TEXTE À LIRE:
+-------+

Le sondage indique aussi que 60% des répondants disent être inquiets, voire très inquiets de l'évolution de la situation. Certes, 40% assurent dans le même temps rester optimistes, mais 33% d'entre deux relativisent cette confiance dans l'avenir à cause des incertitudes du moment. Ces chiffres concernent pleinement le secteur du bâtiment, dans la mesure où 32% des entrepreneurs interrogés travaillent dans la construction - 96% des répondants sont en outre des TPE (très petites entreprises) employant moins de 11 salariés.

 

"Les entreprises artisanales, tous secteurs confondus, sont confrontées à un manque de visibilité couplé à des augmentations de prix ininterrompues", déplore Joël Fourny, à la tête du réseau CMA. Avant d'ajouter : "Si certaines mesures du plan de résilience vont dans le bon sens, elles ne sont pas de nature à rassurer la majeure partie de nos chefs d'entreprises". Le Gouvernement avait en effet annoncé le 16 mars dernier une batterie de mesures destinées à atténuer les conséquences économiques et sociales du conflit en Ukraine.

 

Marges réduites et trésoreries fragilisées

 

Les artisans se retrouvent en fait confrontés à plusieurs problématiques. Par ordre de gravité, les sondés ont ainsi cité la hausse du prix du carburant, l'augmentation du tarif de l'énergie, les difficultés d'approvisionnement en matières premières, l'inflation, la pénurie de matériaux et les difficultés à rembourser les aides de l'État, au premier rang desquelles figure très probablement le PGE (prêt garanti par l'État).

 

La hausse généralisée des prix représente le boulet le plus important pour l'activité des artisans : 14% des répondants ont subi une baisse de chiffre d'affaires (CA) de plus de 25% en comparaison à la même période de l'année dernière. Un moment où le dynamisme n'était pourtant pas de mise puisque la France connaissait alors son troisième confinement sanitaire face à l'épidémie de coronavirus... La tendance est contrebalancée par une autre statistique : 60% des sondés ont constaté une diminution de leur CA inférieure à 15%.

+-------+

Répondez à ces questions sur le texte consacré aux artisans :
1. Quelle part des entrepreneurs interrogés travaille dans la construction ?
2. À quelle date le Gouvernement avait-il annoncé ses mesures liées au conflit en Ukraine ?
3. Quel problème les sondés ont-ils cité en premier par ordre de gravité ?
Les données qui suivent proviennent d'une autre source.

+-------+

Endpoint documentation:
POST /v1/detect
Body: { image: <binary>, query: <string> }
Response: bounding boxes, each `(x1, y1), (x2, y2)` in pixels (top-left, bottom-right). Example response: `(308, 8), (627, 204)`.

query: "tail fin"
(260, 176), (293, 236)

+-------+

RÉPONSE:
1. 32 %.
2. Le 16 mars.
3. La hausse du prix du carburant.